» **Task data**:
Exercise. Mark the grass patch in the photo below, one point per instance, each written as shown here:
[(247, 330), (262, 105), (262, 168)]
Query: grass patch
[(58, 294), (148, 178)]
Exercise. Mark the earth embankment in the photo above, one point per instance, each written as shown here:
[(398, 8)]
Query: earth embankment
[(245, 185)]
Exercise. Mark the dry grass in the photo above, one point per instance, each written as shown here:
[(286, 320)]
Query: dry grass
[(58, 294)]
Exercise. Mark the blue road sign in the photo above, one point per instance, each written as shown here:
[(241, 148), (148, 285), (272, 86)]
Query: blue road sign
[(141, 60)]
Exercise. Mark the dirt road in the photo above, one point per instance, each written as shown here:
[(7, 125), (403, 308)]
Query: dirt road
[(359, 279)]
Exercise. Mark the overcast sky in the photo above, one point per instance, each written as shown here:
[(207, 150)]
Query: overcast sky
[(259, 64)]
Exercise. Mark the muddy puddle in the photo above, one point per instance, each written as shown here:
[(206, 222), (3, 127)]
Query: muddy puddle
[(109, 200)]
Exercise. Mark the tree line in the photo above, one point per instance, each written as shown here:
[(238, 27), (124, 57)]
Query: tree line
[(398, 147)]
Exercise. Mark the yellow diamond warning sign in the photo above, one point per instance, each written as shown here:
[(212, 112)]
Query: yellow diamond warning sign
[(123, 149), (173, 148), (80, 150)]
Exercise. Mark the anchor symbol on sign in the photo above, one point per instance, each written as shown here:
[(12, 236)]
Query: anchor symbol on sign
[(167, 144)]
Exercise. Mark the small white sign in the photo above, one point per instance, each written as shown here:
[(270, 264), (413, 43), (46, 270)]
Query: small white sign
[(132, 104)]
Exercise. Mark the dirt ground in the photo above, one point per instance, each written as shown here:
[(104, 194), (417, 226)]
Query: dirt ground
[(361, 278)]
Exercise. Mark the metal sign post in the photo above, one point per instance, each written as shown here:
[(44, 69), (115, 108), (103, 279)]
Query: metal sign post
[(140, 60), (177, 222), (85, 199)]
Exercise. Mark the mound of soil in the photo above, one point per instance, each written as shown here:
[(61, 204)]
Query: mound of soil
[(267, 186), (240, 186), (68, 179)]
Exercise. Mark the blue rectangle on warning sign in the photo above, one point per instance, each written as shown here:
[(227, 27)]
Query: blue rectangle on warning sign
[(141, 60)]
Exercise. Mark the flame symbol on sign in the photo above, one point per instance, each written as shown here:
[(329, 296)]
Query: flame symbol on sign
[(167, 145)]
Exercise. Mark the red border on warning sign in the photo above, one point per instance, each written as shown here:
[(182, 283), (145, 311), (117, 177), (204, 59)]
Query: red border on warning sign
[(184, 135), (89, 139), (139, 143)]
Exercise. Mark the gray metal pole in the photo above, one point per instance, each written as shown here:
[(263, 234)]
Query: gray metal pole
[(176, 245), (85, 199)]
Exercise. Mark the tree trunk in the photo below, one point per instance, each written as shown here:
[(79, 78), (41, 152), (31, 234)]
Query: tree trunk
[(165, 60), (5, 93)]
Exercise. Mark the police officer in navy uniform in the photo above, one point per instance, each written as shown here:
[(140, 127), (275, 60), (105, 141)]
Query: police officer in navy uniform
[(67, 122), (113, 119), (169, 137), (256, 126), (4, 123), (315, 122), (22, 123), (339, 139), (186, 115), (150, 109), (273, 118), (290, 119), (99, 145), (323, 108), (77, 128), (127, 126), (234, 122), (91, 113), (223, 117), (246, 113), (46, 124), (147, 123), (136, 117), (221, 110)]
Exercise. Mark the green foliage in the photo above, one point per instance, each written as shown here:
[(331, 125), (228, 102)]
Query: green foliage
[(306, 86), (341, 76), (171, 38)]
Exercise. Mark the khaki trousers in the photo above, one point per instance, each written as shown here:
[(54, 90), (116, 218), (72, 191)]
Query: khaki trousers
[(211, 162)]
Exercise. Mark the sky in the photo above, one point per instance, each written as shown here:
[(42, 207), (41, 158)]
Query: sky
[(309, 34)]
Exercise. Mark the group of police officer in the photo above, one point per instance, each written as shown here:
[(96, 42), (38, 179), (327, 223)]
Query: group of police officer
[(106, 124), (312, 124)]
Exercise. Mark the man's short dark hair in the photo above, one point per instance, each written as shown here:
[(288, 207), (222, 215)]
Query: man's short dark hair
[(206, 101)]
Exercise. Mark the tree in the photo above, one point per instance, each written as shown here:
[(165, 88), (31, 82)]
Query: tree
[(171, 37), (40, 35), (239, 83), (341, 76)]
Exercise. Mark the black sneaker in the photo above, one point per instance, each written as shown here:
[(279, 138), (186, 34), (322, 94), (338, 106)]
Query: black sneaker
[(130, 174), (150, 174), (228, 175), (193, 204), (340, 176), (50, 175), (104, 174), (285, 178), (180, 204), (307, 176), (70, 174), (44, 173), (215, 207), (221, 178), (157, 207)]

» **What you are asked to do**: Recast all of the rows above as a numbered list, leaving out any blank lines.

» **Reply to the task**:
1. Exercise. Mark the grass patch in the photo below, one point per instance, each written as shown here:
2. [(247, 330), (262, 105), (262, 168)]
3. Query: grass patch
4. [(58, 294), (148, 178)]
5. Exercise. Mark the earth embankment in the photo above, one point per instance, each written as shown here:
6. [(398, 8)]
7. Query: earth embankment
8. [(245, 185)]
9. Exercise. Mark the dry grass in the photo above, one point per instance, each written as shown here:
10. [(286, 320)]
11. Query: dry grass
12. [(58, 294)]
13. Exercise. Mark the blue road sign in the photo above, one point per instance, each written as shown here:
14. [(241, 148), (148, 285), (272, 86)]
15. Query: blue road sign
16. [(141, 60)]
17. Exercise. Mark the dirt road in the photo above, one point per instance, each written as shown here:
18. [(7, 125), (403, 308)]
19. Query: dirt road
20. [(359, 279)]
21. Exercise. Mark the overcast sky in the photo above, one point per instance, each written as shown here:
22. [(207, 150)]
23. Query: overcast sky
24. [(259, 64)]
25. Exercise. Mark the muddy puddle in the photo above, one point per instance, each written as shown here:
26. [(206, 222), (3, 127)]
27. Query: muddy puddle
28. [(109, 200)]
29. Exercise. Mark the tree line in the photo above, one point per instance, each written as shown here:
30. [(238, 27), (124, 57)]
31. Query: tree line
32. [(398, 147)]
33. Exercise. Mark the yellow diamond warning sign in the photo above, one point per instance, each written as shown here:
34. [(212, 112)]
35. Query: yellow diamond warning sign
36. [(123, 149), (173, 148), (80, 150)]
37. Exercise. Mark the anchor symbol on sign in the photo above, one point per instance, each written as shown here:
38. [(12, 236)]
39. Query: anchor symbol on sign
40. [(167, 144)]
41. Exercise. Mark the small white sign in the photo above, one point per instance, each written as shown here:
42. [(270, 264), (413, 43), (46, 270)]
43. Query: small white sign
44. [(132, 104)]
45. Exercise. Mark the dirt ground in the photo above, one point per instance, each written as shown here:
46. [(104, 194), (417, 226)]
47. Query: dirt ground
48. [(361, 278)]
49. Exercise. Mark the metal sign post in the photo above, one point per instance, each written as shown here:
50. [(44, 69), (115, 108), (103, 279)]
51. Query: metal sign post
52. [(140, 60), (177, 222), (85, 199)]
53. Exercise. Mark the mound of soil in the photo above, one point per instance, each written as shown here:
54. [(61, 204)]
55. Query: mound of soil
56. [(267, 186), (240, 186), (68, 179)]
57. Exercise. Mark the blue rectangle on warning sign in the photo above, one point per instance, each written as shown here:
58. [(227, 27)]
59. Query: blue rectangle on warning sign
60. [(141, 60)]
61. Exercise. Mark the flame symbol on sign in the photo above, one point per instance, each written as shown here:
62. [(329, 296)]
63. Query: flame symbol on sign
64. [(167, 145)]
65. Exercise. Mark the red border on warning sign in the photo above, one point per instance, each written as shown here:
66. [(182, 283), (145, 311), (117, 177), (204, 59)]
67. Query: red border on warning sign
68. [(184, 135), (89, 139), (139, 143)]
69. Exercise. Mark the gray metal pole in the photo above, one point per instance, each written as shown here:
70. [(263, 234)]
71. Query: gray metal pole
72. [(176, 245), (85, 199)]
73. Exercise. Mark the tree trunk in the photo below, one point per instance, each written as shown here:
74. [(79, 78), (41, 152), (31, 234)]
75. Query: tree trunk
76. [(165, 60), (5, 93)]
77. Exercise. Mark the police officer in navy uniform in the photo above, one point per instance, each written as shown here:
78. [(140, 127), (275, 60), (105, 141)]
79. Query: police officer in navy uniform
80. [(67, 122), (113, 119), (169, 137), (256, 126), (4, 123), (315, 122), (22, 123), (339, 139), (186, 115), (150, 109), (273, 118), (290, 119), (99, 145), (323, 108), (77, 128), (127, 126), (234, 122), (91, 113), (223, 117), (246, 113), (46, 124), (147, 123), (136, 117), (221, 110)]
81. Exercise. Mark the green foliage in the photo above, one point per instance, each written as shown here:
82. [(331, 125), (228, 102)]
83. Query: green foliage
84. [(306, 86), (341, 76), (171, 38)]
85. Exercise. Mark the khaki trousers in the photo above, one point per instance, each written as shown here:
86. [(54, 90), (116, 218), (72, 191)]
87. Query: khaki trousers
88. [(211, 162)]
89. Exercise. Mark the sky in the photo above, one point per instance, each written as shown here:
90. [(42, 207), (41, 158)]
91. Query: sky
92. [(309, 34)]
93. Exercise. Mark the group of police officer in the photo above, one point per instance, each written as shown here:
94. [(96, 42), (38, 179), (327, 223)]
95. Query: group of police officer
96. [(106, 124), (312, 124)]
97. Exercise. Mark the man's short dark hair in the photo above, one point per instance, each written as shown here:
98. [(288, 207), (222, 215)]
99. Query: man's short dark hair
100. [(206, 101)]
101. Exercise. Mark the tree in the photo above, one point per instance, each written as shown here:
102. [(165, 88), (31, 82)]
103. Query: tree
104. [(171, 37), (40, 35), (239, 83), (341, 76)]
105. Exercise. Mark the black sneaker in the photo above, one point per instance, each written as shown here:
106. [(279, 138), (186, 34), (322, 94), (338, 106)]
107. Query: black sneaker
108. [(130, 174), (150, 174), (228, 175), (193, 204), (340, 176), (50, 175), (104, 174), (285, 178), (180, 204), (307, 176), (70, 174), (44, 173), (215, 207), (221, 178), (157, 207)]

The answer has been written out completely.